■ Instructions for the task ■
Copy word for word the lines of the listing below, from the line holding "Wanted = one point per instance on the sneaker" through the line holding "x=192, y=188", inclusive.

Location identification entries:
* Begin *

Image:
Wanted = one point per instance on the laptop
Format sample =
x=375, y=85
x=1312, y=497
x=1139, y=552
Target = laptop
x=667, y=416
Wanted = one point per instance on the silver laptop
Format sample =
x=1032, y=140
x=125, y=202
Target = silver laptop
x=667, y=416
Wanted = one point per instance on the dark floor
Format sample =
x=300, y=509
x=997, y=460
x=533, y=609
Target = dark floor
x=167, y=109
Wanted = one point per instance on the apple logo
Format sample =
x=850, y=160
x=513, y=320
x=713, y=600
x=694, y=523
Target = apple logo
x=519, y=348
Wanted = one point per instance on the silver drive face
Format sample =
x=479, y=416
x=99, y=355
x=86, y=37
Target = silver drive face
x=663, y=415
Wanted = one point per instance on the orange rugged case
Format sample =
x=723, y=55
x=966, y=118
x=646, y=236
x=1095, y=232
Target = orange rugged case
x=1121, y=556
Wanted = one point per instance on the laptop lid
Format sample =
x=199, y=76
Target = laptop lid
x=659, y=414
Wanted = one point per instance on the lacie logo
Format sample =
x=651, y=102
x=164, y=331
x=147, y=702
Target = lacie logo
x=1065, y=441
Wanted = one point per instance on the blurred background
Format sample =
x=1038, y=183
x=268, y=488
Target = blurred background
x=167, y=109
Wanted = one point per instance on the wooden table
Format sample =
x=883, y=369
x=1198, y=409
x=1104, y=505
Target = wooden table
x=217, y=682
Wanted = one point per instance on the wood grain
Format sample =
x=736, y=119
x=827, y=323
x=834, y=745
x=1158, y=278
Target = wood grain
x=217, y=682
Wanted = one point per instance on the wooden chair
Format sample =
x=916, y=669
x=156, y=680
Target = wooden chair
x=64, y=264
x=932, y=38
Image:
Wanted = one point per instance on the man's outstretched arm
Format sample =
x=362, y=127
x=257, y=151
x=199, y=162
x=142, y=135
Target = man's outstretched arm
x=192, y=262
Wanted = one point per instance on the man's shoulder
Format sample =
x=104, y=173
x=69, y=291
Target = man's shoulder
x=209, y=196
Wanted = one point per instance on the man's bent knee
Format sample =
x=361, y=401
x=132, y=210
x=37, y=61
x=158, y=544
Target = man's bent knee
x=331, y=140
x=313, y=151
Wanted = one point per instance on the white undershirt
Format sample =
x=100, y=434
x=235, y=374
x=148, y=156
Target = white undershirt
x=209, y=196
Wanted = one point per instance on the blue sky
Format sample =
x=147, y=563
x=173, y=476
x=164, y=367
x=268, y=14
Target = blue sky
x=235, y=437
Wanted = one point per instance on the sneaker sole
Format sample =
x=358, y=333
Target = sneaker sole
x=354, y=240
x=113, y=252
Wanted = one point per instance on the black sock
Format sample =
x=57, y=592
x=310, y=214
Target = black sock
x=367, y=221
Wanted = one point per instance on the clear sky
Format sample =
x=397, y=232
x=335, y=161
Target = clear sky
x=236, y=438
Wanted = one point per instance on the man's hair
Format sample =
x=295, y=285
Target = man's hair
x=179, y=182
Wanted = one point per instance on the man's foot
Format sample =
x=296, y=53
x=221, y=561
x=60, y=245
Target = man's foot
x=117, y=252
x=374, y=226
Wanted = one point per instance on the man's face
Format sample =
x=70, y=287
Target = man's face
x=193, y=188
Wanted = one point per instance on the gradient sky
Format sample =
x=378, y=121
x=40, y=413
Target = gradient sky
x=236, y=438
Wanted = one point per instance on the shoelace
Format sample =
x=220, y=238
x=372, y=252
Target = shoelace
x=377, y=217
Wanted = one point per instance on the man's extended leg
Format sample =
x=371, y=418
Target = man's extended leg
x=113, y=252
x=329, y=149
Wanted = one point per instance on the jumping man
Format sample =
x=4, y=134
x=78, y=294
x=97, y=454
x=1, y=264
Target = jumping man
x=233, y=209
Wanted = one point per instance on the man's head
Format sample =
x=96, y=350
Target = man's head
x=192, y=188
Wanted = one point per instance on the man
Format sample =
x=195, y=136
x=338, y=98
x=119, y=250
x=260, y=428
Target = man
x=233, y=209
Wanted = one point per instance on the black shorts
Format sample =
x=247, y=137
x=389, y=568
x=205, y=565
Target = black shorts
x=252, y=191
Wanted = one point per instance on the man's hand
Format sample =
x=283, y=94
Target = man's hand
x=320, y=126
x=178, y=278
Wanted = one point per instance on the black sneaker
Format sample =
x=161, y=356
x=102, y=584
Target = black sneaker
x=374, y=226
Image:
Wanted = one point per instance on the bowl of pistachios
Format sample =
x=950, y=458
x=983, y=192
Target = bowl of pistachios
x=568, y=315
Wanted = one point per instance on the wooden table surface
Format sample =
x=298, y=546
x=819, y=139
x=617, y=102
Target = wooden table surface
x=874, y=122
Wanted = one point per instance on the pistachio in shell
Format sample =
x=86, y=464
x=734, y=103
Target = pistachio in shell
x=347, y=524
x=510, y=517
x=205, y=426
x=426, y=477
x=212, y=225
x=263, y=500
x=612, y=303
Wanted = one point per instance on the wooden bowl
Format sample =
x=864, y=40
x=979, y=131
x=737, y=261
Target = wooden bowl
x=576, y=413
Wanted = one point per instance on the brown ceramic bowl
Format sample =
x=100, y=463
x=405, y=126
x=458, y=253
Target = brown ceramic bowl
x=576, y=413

* End *

■ Answer for the task ■
Wanted = one point per instance on the sneaker sole
Format sample =
x=358, y=333
Target = sneaker sole
x=354, y=240
x=113, y=252
Wanted = one point per instance on the black sock
Format sample =
x=57, y=592
x=310, y=214
Target = black sock
x=367, y=221
Wanted = one point per instance on the clear sky
Format sample =
x=397, y=232
x=335, y=161
Target = clear sky
x=236, y=438
Wanted = one point per instance on the man's hair
Format sample =
x=295, y=285
Target = man's hair
x=179, y=182
Wanted = one point per instance on the man's foot
Format sample =
x=296, y=53
x=221, y=561
x=60, y=245
Target = man's foot
x=117, y=252
x=374, y=226
Wanted = one point per instance on the man's face
Format sample =
x=70, y=287
Target = man's face
x=193, y=188
Wanted = one point per instance on the gradient sky
Format sample =
x=378, y=121
x=40, y=413
Target = gradient sky
x=236, y=438
Wanted = one point per instance on the shoelace
Format sample =
x=220, y=238
x=372, y=252
Target = shoelace
x=377, y=217
Wanted = one point per instance on the man's extended leg
Format sample =
x=371, y=418
Target = man's extended leg
x=113, y=252
x=329, y=149
Wanted = one point per instance on the jumping man
Format sample =
x=4, y=134
x=78, y=294
x=97, y=454
x=1, y=264
Target = jumping man
x=233, y=209
Wanted = one point per instance on the man's head
Format sample =
x=96, y=350
Target = man's head
x=192, y=188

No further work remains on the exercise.